Task to carry out: Where does the string "steel" occur in the entries below? Copy every line where it does.

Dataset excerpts
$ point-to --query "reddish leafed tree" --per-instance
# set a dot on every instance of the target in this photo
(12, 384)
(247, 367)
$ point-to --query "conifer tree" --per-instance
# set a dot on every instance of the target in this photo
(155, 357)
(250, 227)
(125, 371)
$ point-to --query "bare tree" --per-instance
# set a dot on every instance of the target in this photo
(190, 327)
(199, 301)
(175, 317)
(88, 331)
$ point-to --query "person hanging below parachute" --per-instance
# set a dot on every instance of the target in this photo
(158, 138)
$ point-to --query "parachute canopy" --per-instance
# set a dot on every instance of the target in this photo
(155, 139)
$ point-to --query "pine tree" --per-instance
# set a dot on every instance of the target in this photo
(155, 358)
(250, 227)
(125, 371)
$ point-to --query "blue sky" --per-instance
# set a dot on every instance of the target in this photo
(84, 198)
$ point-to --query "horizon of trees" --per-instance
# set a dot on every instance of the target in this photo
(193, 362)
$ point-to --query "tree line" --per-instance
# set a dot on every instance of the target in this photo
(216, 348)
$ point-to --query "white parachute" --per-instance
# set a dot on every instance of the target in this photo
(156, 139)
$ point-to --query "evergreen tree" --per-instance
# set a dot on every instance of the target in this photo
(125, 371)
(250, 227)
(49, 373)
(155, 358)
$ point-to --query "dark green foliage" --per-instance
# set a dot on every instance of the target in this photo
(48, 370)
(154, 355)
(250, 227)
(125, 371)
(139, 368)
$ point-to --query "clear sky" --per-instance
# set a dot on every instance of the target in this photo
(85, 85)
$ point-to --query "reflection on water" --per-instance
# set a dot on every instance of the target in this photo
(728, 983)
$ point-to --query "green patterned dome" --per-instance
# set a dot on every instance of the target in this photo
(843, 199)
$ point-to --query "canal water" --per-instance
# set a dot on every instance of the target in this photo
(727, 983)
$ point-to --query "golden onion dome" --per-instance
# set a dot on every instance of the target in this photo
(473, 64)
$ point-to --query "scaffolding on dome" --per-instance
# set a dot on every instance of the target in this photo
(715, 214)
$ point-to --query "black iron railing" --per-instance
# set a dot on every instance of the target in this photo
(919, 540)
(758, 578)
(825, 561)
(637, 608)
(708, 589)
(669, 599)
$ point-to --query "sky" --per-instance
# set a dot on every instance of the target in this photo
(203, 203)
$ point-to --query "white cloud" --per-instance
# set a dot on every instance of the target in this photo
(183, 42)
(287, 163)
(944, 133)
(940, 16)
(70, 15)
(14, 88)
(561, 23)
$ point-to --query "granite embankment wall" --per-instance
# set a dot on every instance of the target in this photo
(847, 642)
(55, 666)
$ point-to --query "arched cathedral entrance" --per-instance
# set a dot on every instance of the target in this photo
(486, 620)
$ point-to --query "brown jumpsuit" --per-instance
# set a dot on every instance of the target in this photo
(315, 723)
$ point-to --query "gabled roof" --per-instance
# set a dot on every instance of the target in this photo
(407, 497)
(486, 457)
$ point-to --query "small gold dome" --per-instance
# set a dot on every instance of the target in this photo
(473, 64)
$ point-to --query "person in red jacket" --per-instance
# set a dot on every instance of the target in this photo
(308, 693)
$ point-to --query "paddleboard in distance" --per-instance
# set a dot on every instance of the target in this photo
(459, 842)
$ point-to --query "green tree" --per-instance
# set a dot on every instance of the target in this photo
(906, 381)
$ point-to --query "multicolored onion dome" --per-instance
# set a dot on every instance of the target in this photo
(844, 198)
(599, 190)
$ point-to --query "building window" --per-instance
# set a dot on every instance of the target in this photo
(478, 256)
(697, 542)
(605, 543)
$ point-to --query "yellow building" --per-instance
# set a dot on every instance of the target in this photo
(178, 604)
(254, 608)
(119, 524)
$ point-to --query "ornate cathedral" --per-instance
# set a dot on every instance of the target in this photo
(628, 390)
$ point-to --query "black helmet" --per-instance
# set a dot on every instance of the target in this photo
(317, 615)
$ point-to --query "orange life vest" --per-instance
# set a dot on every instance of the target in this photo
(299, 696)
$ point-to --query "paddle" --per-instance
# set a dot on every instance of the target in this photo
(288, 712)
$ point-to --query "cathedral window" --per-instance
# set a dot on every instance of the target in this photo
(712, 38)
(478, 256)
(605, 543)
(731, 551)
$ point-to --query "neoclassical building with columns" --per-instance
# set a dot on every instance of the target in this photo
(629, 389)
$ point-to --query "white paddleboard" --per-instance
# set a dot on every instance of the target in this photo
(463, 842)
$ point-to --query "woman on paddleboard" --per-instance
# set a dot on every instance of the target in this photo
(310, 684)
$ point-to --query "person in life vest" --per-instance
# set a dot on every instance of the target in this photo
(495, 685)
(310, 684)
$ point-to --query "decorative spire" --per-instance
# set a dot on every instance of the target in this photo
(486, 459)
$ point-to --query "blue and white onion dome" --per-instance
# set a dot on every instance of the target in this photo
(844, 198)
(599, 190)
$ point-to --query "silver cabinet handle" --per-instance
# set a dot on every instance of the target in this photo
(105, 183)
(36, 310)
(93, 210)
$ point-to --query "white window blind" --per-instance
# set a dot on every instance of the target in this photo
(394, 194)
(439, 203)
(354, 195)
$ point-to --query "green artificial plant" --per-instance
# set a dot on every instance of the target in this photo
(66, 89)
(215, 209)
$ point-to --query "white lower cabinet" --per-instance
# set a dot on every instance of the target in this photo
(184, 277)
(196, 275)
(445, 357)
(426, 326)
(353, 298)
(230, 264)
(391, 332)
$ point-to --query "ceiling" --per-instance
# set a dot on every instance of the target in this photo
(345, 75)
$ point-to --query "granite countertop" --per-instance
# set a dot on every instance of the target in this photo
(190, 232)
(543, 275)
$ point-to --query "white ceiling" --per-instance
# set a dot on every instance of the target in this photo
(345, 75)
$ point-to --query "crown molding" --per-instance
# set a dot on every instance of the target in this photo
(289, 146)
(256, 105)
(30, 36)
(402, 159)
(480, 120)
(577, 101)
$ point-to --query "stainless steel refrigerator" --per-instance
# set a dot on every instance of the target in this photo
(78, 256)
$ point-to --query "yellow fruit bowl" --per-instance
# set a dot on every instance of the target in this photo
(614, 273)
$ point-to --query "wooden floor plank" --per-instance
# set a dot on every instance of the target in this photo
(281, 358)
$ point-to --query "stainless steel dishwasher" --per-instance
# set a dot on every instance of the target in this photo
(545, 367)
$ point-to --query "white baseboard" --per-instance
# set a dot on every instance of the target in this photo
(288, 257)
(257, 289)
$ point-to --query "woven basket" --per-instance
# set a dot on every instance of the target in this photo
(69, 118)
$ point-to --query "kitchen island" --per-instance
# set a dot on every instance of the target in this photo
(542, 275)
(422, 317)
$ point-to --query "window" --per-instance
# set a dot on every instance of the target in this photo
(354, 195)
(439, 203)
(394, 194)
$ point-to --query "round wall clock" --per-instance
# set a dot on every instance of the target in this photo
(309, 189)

Expected answer:
$ point-to --query "stainless steel refrigerator" --per-instance
$ point-to --query "stainless steel dishwasher" --per-instance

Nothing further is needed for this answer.